(Entries from a dataset)
-- Begin --
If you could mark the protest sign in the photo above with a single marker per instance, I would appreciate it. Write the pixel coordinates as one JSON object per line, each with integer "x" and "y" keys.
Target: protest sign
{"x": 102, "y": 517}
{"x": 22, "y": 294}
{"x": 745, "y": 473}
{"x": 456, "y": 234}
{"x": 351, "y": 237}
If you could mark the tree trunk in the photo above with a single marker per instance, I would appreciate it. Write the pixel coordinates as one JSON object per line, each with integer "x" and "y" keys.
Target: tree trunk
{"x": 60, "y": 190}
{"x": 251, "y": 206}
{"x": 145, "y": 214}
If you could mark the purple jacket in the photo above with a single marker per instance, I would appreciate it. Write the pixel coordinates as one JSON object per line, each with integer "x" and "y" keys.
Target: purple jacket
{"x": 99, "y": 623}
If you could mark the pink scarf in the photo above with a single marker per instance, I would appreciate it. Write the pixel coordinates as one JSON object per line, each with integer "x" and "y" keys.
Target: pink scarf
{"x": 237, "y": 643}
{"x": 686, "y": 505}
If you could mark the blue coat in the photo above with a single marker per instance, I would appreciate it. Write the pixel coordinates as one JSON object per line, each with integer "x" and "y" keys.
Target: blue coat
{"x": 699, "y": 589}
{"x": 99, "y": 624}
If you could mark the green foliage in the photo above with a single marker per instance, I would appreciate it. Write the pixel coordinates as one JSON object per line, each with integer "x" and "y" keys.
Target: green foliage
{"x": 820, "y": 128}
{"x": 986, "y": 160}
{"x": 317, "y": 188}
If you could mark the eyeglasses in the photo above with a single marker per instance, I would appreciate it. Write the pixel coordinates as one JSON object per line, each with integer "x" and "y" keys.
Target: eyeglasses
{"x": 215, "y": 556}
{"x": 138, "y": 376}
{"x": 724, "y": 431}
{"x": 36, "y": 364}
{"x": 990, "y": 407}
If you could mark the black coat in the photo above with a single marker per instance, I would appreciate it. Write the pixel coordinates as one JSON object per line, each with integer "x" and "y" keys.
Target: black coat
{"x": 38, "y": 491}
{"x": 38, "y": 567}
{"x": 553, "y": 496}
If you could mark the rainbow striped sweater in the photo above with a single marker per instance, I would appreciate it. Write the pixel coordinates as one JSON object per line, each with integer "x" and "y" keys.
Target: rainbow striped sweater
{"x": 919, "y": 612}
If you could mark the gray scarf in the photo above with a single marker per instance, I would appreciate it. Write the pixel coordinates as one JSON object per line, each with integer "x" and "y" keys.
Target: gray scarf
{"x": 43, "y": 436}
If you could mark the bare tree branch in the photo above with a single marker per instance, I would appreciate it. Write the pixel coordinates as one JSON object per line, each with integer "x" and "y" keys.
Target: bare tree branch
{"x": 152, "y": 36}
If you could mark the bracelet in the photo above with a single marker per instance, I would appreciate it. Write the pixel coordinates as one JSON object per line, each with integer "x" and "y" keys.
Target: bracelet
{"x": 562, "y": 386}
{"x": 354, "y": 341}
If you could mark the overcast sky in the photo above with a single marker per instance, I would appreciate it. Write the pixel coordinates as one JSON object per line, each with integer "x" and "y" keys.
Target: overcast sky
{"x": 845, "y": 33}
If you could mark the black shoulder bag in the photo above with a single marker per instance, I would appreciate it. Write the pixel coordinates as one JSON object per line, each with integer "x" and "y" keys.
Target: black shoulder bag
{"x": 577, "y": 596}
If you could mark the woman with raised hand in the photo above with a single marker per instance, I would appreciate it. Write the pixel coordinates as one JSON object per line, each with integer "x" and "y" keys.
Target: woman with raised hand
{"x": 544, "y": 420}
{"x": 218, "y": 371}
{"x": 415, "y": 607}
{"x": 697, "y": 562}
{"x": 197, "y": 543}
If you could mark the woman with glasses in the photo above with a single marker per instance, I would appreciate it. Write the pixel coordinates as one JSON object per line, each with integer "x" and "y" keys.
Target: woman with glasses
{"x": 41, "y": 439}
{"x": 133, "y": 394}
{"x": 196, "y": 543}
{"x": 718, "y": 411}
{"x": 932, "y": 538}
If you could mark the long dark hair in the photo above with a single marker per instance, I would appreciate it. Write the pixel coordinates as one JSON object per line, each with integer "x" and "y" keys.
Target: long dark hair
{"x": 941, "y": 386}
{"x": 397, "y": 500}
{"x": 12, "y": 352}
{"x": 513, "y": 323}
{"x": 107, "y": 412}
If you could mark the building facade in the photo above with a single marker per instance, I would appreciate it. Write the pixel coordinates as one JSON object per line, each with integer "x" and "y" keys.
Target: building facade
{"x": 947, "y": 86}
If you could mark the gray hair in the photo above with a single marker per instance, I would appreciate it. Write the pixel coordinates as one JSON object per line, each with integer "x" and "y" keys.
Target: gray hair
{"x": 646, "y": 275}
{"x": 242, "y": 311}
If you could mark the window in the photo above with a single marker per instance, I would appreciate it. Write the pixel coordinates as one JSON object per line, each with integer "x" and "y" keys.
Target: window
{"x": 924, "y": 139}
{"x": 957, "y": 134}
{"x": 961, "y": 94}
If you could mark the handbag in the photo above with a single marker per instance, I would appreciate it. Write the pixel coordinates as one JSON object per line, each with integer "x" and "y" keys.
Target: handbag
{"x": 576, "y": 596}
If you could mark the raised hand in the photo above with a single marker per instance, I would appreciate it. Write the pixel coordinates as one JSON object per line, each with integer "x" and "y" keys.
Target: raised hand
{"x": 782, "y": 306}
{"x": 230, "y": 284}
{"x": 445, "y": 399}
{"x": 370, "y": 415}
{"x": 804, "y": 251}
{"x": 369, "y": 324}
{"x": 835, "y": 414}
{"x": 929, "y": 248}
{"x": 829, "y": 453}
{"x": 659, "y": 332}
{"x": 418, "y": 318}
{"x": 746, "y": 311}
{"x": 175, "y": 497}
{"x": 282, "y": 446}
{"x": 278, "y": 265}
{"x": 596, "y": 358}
-- End --
Task description:
Return the listing above in its exact form.

Solution to this problem:
If you could mark the protest sign in the photo above with a single marker per instance, I would appreciate it. Write the pixel coordinates as one JSON object per line, each with integer "x" and "y" keys.
Target: protest sign
{"x": 102, "y": 517}
{"x": 22, "y": 294}
{"x": 745, "y": 473}
{"x": 456, "y": 234}
{"x": 351, "y": 237}
If you could mark the tree trunk in the photo above with a single marker per instance, I would appreciate it. Write the pixel coordinates as one JSON object per line, each with integer "x" and "y" keys.
Target: tree trunk
{"x": 60, "y": 190}
{"x": 251, "y": 206}
{"x": 145, "y": 214}
If you could mark the purple jacket in the photo above with a single marker per instance, I would appreciate it. Write the pixel coordinates as one JSON object per line, each with integer "x" and "y" keys.
Target: purple jacket
{"x": 99, "y": 623}
If you could mark the pink scarf in the photo above with a single marker per instance, I would appreciate it. Write the pixel coordinates as one JSON object per line, each with integer "x" and "y" keys.
Target: pink scarf
{"x": 237, "y": 643}
{"x": 686, "y": 505}
If you could mark the blue coat in the photo above with a single marker per instance, I would appreciate it. Write the pixel coordinates as one JSON object per line, each with integer "x" and "y" keys.
Target: blue coat
{"x": 699, "y": 589}
{"x": 99, "y": 624}
If you could mark the green foliage in the photo above with a single marker per instance, I would appreciate it. Write the pixel coordinates as one JSON object per line, each with integer "x" and "y" keys.
Target: green foliage
{"x": 820, "y": 128}
{"x": 986, "y": 160}
{"x": 317, "y": 188}
If you could mark the eyeglasses in the photo above with a single marker per instance, I would appreciate it. Write the pixel coordinates as one JSON object per line, each with integer "x" and "y" keys.
Target: eyeglasses
{"x": 215, "y": 556}
{"x": 138, "y": 376}
{"x": 724, "y": 431}
{"x": 36, "y": 364}
{"x": 990, "y": 407}
If you could mark the black coat in the photo above with a single marker per instance, I would appreciate it. Write the pixel coordinates as one JSON object per line, each with integer "x" and "y" keys.
Target: black coat
{"x": 38, "y": 491}
{"x": 38, "y": 567}
{"x": 553, "y": 496}
If you could mark the rainbow striped sweater in the photo above with a single marker per instance, I would appreciate it. Write the pixel coordinates as one JSON object per line, each with integer "x" and "y" keys.
Target: rainbow striped sweater
{"x": 919, "y": 612}
If you could mark the gray scarf in the photo above with a single marker per instance, I would appreciate it. Write the pixel coordinates as one JSON object per line, each with integer "x" and "y" keys.
Target: gray scarf
{"x": 43, "y": 436}
If you could mark the bare tree branch in the photo above with a single marker per instance, I would appreciate it. Write the pixel coordinates as one JSON object per line, each with integer "x" and "y" keys.
Target: bare tree branch
{"x": 152, "y": 36}
If you could mark the bracelet in the photo above with a single marker per instance, I would appreciate it. Write the pixel coordinates as one JSON object per line, each with integer "x" and "y" keys.
Target: bracelet
{"x": 562, "y": 386}
{"x": 354, "y": 341}
If you could mark the overcast sky in the photo above with a single marker per instance, I would appreciate it. Write the pixel coordinates as one JSON object per line, each with integer "x" and "y" keys.
Target: overcast sky
{"x": 845, "y": 33}
If you could mark the black shoulder bag in the photo above with a single marker per instance, I would appreciate it. Write the pixel coordinates as one JSON object per line, each with integer "x" and "y" keys.
Target: black shoulder bag
{"x": 577, "y": 596}
If you could mark the woman with raised hand in the photo above with a single marker per instance, I would appreciate it. Write the pixel coordinates as one JSON object per line, each with integer "x" and "y" keys.
Target: woman with raised hand
{"x": 544, "y": 420}
{"x": 218, "y": 371}
{"x": 415, "y": 607}
{"x": 697, "y": 562}
{"x": 197, "y": 543}
If you could mark the woman with glasses in the photo above with a single marker per instance, I would appreciate it. Write the pixel coordinates as one JSON object per line, each with integer "x" and "y" keys.
Target: woman with glasses
{"x": 41, "y": 439}
{"x": 133, "y": 394}
{"x": 196, "y": 543}
{"x": 718, "y": 411}
{"x": 932, "y": 538}
If you could mark the long dark hair in the photo above with a single marker per instance, I would appreciate it. Write the pixel coordinates as one JSON object per line, each with integer "x" and "y" keys.
Target: long dark hair
{"x": 941, "y": 386}
{"x": 397, "y": 500}
{"x": 12, "y": 352}
{"x": 513, "y": 323}
{"x": 107, "y": 412}
If you could mark the building facade in the photo above with a single marker per instance, I would appreciate it. Write the pixel coordinates as one JSON object per line, each with integer "x" and "y" keys.
Target: building facade
{"x": 947, "y": 86}
If you could mark the gray hair in the photo above with a single marker per instance, I would appreciate it. Write the pixel coordinates as one JSON object per line, each with integer "x" and "y" keys.
Target: gray hair
{"x": 646, "y": 275}
{"x": 242, "y": 311}
If you could mark the window in the photo above with a single marker per instance, I would appreciate it. Write the pixel coordinates as one JSON object per line, each with integer "x" and "y" keys.
Target: window
{"x": 924, "y": 139}
{"x": 957, "y": 134}
{"x": 961, "y": 94}
If you could mark the handbag in the photo above with a single marker per instance, I would appreciate it. Write the pixel coordinates as one JSON object per line, each with integer "x" and "y" keys.
Target: handbag
{"x": 576, "y": 596}
If you could mark the raised hand in the photo above with a single marker per instance, I would appreciate it. Write the pixel coordinates as one JSON object per line, each with integer "x" and "y" keys.
Target: raised hand
{"x": 782, "y": 306}
{"x": 230, "y": 284}
{"x": 445, "y": 399}
{"x": 370, "y": 415}
{"x": 804, "y": 251}
{"x": 369, "y": 324}
{"x": 835, "y": 414}
{"x": 929, "y": 248}
{"x": 829, "y": 453}
{"x": 659, "y": 332}
{"x": 418, "y": 318}
{"x": 746, "y": 311}
{"x": 175, "y": 497}
{"x": 282, "y": 446}
{"x": 278, "y": 265}
{"x": 596, "y": 358}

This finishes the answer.